┌──

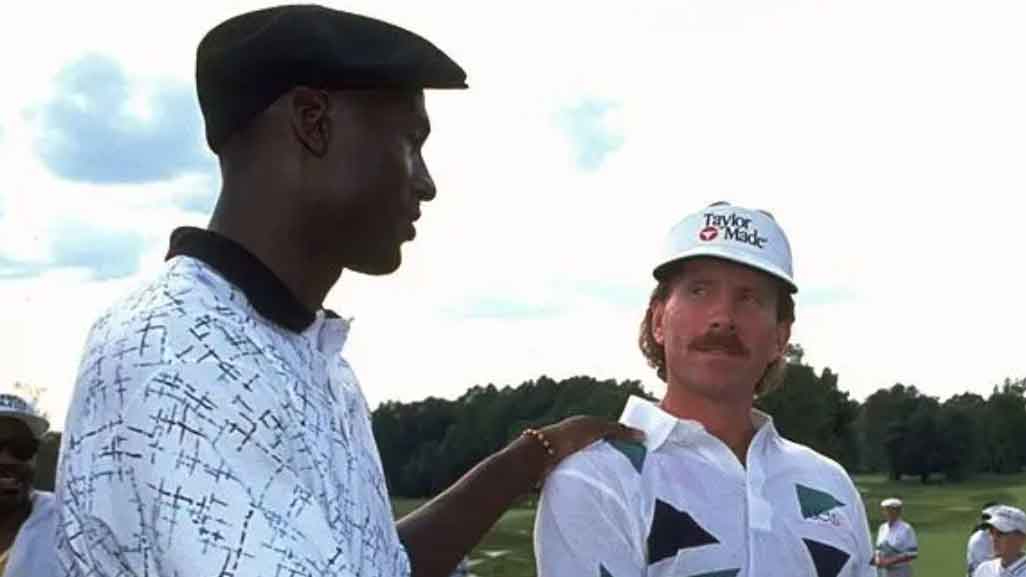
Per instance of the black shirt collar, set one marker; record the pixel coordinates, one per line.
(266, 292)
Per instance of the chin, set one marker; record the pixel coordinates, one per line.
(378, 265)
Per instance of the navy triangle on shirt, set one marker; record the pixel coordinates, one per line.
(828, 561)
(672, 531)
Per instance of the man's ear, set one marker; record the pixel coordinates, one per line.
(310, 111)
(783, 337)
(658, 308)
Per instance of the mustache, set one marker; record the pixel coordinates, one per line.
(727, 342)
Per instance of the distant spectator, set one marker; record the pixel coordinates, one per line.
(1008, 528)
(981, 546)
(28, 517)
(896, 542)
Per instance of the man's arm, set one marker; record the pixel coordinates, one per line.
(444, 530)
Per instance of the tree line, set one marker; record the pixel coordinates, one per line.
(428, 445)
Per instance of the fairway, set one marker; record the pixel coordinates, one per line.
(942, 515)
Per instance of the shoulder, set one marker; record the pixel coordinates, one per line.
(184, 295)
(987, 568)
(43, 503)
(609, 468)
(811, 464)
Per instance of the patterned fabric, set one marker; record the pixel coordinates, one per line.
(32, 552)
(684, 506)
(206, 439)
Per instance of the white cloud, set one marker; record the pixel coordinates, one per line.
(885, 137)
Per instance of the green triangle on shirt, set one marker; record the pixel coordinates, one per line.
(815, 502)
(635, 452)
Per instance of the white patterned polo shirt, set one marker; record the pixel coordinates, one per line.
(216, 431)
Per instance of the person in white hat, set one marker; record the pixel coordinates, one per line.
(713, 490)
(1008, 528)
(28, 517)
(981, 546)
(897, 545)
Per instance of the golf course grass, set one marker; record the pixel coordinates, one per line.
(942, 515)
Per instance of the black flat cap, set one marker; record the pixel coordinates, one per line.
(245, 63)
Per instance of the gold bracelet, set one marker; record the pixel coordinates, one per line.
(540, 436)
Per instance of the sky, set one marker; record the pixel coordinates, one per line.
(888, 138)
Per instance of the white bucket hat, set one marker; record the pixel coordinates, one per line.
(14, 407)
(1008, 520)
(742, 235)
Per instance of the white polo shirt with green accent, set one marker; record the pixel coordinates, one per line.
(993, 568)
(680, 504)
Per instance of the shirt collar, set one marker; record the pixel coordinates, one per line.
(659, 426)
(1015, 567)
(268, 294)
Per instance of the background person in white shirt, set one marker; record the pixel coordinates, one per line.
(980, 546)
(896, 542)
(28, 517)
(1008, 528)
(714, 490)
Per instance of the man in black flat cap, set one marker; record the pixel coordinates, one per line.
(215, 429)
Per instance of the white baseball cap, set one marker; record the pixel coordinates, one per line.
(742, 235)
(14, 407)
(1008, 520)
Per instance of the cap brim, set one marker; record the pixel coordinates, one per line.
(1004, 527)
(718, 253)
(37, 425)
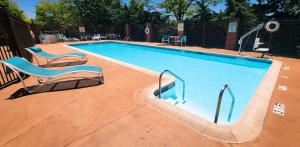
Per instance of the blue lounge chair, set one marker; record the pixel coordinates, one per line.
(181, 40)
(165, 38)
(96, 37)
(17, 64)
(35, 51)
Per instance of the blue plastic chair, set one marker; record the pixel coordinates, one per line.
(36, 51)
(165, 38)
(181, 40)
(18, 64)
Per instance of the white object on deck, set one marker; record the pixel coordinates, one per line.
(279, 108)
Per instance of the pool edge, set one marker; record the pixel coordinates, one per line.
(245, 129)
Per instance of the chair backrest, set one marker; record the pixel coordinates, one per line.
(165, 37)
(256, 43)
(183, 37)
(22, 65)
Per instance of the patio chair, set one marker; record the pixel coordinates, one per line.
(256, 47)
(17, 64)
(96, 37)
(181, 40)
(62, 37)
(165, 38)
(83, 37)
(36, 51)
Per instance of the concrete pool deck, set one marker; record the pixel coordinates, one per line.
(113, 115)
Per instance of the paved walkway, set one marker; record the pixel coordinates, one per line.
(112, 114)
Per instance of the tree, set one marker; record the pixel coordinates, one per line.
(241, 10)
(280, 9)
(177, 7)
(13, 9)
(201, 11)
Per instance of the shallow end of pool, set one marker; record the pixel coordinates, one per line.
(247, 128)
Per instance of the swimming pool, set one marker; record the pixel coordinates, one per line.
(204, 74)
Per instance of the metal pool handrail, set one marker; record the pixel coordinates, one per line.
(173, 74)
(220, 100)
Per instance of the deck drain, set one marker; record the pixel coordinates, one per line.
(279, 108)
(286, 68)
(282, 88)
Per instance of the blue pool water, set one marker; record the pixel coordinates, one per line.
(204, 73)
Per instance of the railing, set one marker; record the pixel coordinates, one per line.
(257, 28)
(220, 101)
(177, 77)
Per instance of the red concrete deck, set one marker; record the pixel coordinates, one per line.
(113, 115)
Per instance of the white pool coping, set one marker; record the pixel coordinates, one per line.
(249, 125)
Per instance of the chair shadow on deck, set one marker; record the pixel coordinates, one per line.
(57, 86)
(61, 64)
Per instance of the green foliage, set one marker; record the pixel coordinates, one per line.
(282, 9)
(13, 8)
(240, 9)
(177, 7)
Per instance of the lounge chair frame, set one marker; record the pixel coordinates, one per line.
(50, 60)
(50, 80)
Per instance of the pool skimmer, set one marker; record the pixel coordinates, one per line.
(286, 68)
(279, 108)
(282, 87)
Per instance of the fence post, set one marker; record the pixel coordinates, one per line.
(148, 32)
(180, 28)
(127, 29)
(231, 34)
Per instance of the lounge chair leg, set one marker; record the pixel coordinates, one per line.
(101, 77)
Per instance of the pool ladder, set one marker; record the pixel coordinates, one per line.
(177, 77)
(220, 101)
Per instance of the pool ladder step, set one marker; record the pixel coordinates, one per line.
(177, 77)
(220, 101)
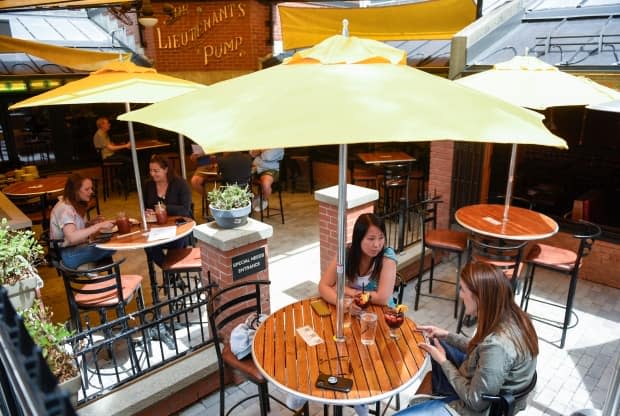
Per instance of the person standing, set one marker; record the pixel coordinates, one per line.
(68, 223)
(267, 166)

└──
┌──

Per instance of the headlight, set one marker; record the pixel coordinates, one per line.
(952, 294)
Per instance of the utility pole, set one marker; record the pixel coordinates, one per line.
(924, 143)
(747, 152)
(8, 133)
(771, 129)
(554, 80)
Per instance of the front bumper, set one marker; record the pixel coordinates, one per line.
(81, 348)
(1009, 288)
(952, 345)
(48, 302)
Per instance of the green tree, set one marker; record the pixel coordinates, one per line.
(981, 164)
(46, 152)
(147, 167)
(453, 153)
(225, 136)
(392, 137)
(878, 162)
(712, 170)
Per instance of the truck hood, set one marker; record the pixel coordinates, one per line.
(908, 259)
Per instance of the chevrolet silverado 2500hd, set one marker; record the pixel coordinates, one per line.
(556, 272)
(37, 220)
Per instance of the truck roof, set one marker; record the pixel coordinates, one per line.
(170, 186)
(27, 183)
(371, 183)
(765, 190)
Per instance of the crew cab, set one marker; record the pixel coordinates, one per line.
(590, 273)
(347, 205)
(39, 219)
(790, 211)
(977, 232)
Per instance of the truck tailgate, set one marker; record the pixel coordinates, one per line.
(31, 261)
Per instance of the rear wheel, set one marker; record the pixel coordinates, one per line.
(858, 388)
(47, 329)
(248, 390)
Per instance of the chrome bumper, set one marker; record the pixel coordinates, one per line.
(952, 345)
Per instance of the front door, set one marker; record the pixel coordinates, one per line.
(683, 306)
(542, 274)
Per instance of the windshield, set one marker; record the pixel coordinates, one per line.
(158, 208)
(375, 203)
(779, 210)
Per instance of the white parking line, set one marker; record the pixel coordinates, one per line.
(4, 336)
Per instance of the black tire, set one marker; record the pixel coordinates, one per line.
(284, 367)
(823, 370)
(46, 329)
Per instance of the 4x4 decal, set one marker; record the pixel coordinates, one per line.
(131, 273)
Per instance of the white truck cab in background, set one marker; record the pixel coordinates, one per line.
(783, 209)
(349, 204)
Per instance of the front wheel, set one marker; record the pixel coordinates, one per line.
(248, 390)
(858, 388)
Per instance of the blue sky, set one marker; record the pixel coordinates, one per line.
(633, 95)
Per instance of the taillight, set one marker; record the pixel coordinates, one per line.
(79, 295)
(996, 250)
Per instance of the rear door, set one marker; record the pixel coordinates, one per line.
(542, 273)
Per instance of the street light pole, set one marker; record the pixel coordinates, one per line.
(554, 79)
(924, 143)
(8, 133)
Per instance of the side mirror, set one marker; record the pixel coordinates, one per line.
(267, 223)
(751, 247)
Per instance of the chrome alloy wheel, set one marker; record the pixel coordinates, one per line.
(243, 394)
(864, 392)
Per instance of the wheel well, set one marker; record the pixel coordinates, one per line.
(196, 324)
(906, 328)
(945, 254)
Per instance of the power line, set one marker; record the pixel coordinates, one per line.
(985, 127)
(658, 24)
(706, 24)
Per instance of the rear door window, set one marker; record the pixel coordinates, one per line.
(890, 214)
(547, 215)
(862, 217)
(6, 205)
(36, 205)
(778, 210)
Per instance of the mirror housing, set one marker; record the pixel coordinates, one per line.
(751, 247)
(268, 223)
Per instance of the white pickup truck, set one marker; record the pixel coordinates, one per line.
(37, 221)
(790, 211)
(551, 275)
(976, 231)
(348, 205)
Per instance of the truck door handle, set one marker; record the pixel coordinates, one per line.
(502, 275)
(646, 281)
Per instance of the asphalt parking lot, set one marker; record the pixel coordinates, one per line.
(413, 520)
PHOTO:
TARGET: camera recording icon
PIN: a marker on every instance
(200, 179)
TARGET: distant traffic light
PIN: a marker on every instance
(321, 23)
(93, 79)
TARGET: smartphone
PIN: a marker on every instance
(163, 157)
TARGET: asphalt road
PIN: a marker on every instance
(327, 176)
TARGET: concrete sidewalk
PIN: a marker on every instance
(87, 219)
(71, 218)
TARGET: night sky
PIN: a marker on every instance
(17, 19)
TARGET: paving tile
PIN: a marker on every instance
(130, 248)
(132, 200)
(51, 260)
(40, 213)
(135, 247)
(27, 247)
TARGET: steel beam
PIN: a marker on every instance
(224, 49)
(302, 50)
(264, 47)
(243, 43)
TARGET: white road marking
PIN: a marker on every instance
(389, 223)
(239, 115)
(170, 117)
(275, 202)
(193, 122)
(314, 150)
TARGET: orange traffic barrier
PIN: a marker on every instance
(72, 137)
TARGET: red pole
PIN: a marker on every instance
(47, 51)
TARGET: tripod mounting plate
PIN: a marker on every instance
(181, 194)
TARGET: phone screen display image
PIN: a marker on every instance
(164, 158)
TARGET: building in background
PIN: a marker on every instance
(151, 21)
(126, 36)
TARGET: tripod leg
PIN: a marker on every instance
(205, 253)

└──

_WHAT TO DO_: Lines holding "tripod" in the listing above: report how many there are, with the number alone.

_WRITTEN RESPONSE_: 2